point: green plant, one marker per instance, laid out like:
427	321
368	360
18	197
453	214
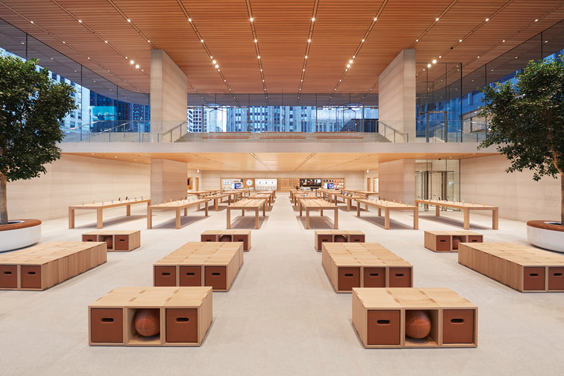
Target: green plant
526	120
32	108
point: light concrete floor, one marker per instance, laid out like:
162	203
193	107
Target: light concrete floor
281	316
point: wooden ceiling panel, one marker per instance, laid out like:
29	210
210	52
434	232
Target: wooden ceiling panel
282	28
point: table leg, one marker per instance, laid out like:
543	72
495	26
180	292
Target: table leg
466	218
99	223
71	218
336	221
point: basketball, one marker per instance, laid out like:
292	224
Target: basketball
147	322
417	324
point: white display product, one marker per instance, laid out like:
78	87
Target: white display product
266	184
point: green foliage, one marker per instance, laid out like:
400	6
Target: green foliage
32	108
526	120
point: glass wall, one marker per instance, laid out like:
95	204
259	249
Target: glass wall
102	106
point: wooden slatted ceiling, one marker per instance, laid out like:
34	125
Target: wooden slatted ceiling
278	161
282	28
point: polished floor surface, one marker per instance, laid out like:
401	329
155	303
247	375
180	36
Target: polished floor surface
281	316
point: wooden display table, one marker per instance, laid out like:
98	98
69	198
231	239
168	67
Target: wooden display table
351	265
100	206
126	240
379	317
247	204
304	196
243	236
447	241
465	207
348	199
317	204
518	266
200	264
261	196
387	206
217	198
174	205
45	265
184	316
337	236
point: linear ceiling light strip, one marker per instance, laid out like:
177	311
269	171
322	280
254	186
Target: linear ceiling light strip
257	49
106	70
308	47
208	52
358	48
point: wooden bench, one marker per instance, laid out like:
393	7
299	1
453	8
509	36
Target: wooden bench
379	317
447	241
45	265
200	264
184	315
337	236
243	236
518	266
126	240
351	265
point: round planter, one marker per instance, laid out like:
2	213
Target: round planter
546	234
19	233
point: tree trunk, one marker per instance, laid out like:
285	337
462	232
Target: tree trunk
3	200
561	199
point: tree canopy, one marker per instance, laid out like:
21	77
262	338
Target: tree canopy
32	107
526	119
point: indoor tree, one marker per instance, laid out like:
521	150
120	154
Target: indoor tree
32	107
526	120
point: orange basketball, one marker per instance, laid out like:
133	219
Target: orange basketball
417	324
147	322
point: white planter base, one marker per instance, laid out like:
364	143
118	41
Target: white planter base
19	238
547	239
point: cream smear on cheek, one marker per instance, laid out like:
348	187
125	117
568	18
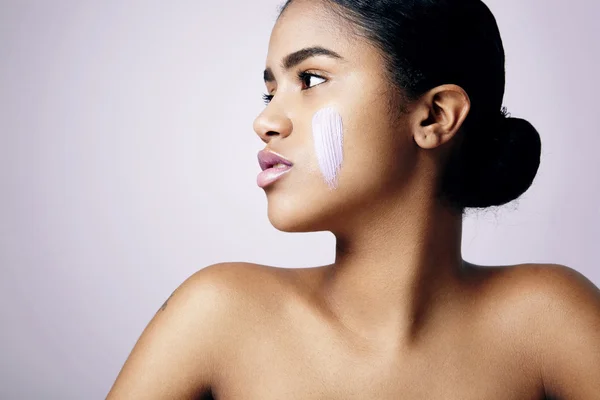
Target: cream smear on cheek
328	138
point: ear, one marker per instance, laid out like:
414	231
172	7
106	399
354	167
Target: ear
439	115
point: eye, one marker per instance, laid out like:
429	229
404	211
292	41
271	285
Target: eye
267	98
305	78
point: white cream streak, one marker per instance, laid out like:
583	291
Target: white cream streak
328	137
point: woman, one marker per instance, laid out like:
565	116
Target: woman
383	123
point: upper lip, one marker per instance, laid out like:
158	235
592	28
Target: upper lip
268	158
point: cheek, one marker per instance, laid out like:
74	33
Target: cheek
328	137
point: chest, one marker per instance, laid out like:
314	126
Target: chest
320	368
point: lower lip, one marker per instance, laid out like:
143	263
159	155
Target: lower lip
270	175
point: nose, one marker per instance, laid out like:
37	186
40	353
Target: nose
272	122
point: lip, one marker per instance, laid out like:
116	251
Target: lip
266	160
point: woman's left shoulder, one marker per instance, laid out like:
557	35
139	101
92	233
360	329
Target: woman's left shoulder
554	311
555	285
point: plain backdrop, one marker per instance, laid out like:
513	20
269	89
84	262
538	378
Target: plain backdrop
128	162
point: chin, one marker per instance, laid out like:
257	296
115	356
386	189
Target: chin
299	214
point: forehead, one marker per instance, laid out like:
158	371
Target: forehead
307	23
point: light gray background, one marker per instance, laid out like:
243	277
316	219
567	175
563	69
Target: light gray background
128	162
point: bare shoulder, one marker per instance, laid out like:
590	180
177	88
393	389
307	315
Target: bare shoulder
543	285
188	342
553	310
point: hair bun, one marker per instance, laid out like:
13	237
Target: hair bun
492	169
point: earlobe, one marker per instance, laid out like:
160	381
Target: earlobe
446	108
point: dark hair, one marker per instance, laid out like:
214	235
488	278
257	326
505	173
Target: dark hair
427	43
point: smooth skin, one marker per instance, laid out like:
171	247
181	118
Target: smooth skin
399	314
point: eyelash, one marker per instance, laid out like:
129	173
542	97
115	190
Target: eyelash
301	76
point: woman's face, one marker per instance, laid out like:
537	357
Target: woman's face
337	175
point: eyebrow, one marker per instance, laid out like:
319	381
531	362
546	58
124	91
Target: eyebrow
295	58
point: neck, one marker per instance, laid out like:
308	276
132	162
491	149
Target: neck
395	268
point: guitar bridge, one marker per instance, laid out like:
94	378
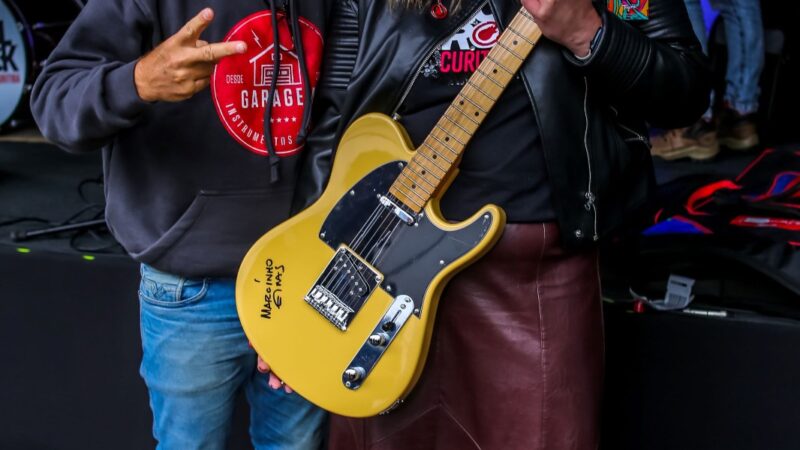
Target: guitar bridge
343	287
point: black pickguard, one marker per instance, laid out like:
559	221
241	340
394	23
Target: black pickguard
415	254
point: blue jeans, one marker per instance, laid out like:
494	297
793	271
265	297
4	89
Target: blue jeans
196	358
744	34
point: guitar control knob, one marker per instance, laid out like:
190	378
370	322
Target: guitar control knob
378	339
354	373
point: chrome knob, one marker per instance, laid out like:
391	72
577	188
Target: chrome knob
354	373
378	339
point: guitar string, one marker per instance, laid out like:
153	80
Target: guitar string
339	286
326	281
370	221
379	231
386	244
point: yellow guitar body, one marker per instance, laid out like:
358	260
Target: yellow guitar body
304	347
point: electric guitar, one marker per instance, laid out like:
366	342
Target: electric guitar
340	300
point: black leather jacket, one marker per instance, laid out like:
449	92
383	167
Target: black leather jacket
592	115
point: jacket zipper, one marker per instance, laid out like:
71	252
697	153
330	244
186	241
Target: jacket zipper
636	136
590	205
424	60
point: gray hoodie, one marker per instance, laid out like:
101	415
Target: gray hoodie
182	195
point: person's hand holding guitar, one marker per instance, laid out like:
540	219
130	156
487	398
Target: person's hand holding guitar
571	23
181	66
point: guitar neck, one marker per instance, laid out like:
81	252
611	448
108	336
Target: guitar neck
439	154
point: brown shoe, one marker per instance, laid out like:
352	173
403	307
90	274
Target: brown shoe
737	131
698	142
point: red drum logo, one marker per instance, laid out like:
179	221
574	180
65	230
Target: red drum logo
485	34
240	83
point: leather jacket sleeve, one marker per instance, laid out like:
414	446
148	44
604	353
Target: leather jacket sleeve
653	69
338	63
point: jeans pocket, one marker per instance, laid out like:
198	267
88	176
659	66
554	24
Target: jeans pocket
170	291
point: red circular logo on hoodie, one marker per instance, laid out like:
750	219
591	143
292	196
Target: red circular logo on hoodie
240	83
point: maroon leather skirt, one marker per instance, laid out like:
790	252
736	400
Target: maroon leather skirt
516	360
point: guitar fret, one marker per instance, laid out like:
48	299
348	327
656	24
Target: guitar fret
486	75
413	167
398	189
414	182
477	106
412	190
442	144
521	36
451	135
510	51
498	64
477	88
447	116
463	113
406	200
444	172
435	159
437	153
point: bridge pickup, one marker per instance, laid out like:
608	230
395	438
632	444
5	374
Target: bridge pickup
343	287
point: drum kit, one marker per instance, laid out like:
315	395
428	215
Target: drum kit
29	31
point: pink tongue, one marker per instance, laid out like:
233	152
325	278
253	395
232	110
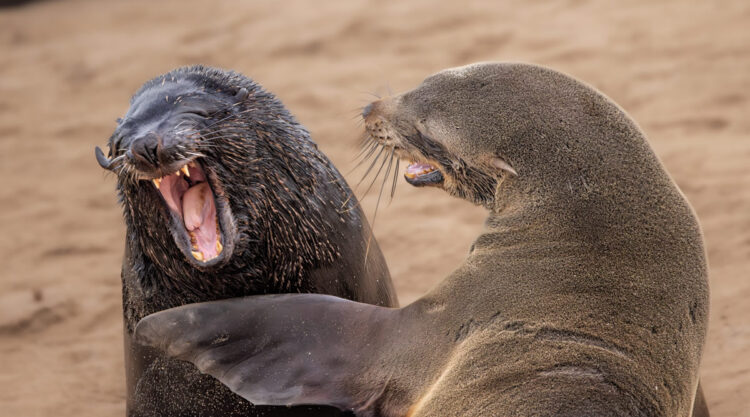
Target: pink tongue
199	213
418	168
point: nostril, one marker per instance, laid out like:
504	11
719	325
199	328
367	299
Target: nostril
145	149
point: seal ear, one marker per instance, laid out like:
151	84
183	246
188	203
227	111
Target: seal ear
285	349
501	164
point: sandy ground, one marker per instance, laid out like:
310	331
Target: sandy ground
68	68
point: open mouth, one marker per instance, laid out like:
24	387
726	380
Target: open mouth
192	203
421	174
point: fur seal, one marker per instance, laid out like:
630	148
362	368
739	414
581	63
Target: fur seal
225	195
586	294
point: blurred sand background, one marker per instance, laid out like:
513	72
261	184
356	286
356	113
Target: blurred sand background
68	68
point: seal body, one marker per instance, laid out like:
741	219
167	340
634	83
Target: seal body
586	294
225	195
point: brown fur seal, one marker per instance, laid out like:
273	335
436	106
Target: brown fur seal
225	195
585	295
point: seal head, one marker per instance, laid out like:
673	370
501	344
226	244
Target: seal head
225	195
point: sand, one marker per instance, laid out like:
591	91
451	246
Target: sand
68	68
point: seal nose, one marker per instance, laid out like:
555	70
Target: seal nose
145	151
367	110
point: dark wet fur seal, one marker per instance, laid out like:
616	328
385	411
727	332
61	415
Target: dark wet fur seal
225	195
586	294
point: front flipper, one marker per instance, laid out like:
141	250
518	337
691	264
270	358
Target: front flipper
279	349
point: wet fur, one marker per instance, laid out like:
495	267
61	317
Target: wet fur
294	228
586	294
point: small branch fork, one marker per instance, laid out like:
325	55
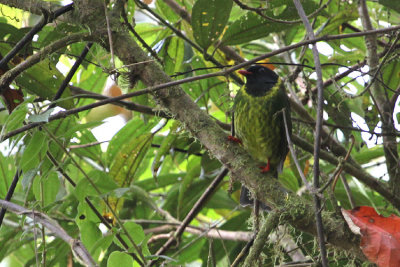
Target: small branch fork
318	129
269	225
192	214
77	247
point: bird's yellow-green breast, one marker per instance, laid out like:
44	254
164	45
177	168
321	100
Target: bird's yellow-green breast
259	122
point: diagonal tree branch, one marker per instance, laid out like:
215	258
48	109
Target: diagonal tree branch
77	247
382	101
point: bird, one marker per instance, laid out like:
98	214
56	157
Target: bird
259	123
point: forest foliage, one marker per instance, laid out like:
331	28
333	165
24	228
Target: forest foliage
122	199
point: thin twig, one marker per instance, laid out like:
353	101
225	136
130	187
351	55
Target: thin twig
143	42
9	194
260	13
244	252
110	41
47	17
318	129
10	75
345	159
293	153
92	207
70	74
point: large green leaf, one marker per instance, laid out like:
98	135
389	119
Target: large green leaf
131	130
390	4
209	18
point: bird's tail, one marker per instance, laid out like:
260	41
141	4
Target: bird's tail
246	199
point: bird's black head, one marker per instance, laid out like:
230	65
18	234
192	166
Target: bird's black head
259	80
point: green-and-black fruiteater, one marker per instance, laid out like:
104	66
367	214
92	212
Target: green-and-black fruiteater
258	120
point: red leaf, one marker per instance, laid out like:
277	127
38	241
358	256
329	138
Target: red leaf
380	236
12	98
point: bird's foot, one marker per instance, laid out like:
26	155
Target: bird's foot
234	139
265	168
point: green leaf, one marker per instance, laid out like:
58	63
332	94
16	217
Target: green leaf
42	117
28	177
150	184
102	181
44	79
119	259
164	147
37	145
193	171
128	159
390	4
209	18
135	232
46	189
17	117
90	233
130	131
252	26
176	51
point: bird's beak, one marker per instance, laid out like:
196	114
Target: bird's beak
245	72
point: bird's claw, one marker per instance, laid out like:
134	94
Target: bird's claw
234	139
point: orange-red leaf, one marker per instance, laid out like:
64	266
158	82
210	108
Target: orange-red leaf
380	236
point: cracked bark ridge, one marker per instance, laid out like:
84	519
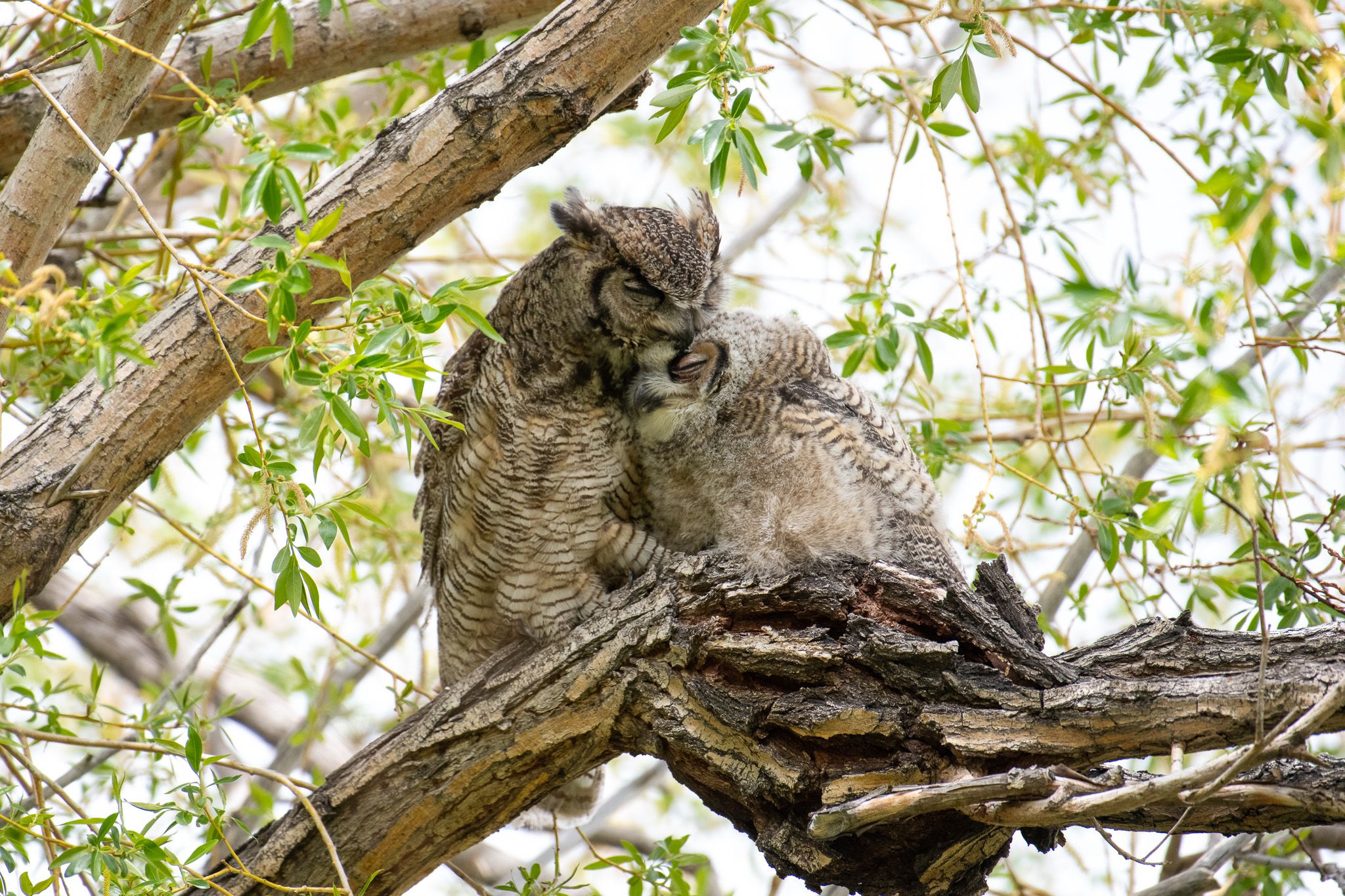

::::::::

## Work instructions
Convert the listing into a Markdown table with the columns Row and Line, starting with the line that contains "point: bird's beak, one" and going on through the end of the listing, numbering each line and skipping blank lines. Leave the pictures out of the table.

## Reply
| Row | Line |
|---|---|
| 1 | point: bird's beak, one marker per instance, laid out like: |
| 2 | 196	114 |
| 3 | Target: bird's beak |
| 4 | 245	72 |
| 5 | point: bird's claw, one marker per instance, laid out like: |
| 6 | 134	94 |
| 7 | Target: bird's claw |
| 8 | 234	139 |
| 9 | point: orange-red leaf, one marker per instance, laid out like: |
| 10 | 64	266 |
| 11 | 158	82 |
| 12 | 210	108 |
| 13 | Target: orange-red leaf |
| 14 | 380	236 |
| 15 | point: cracked bark ridge, one marker per instance, laid out like: |
| 16 | 84	519 |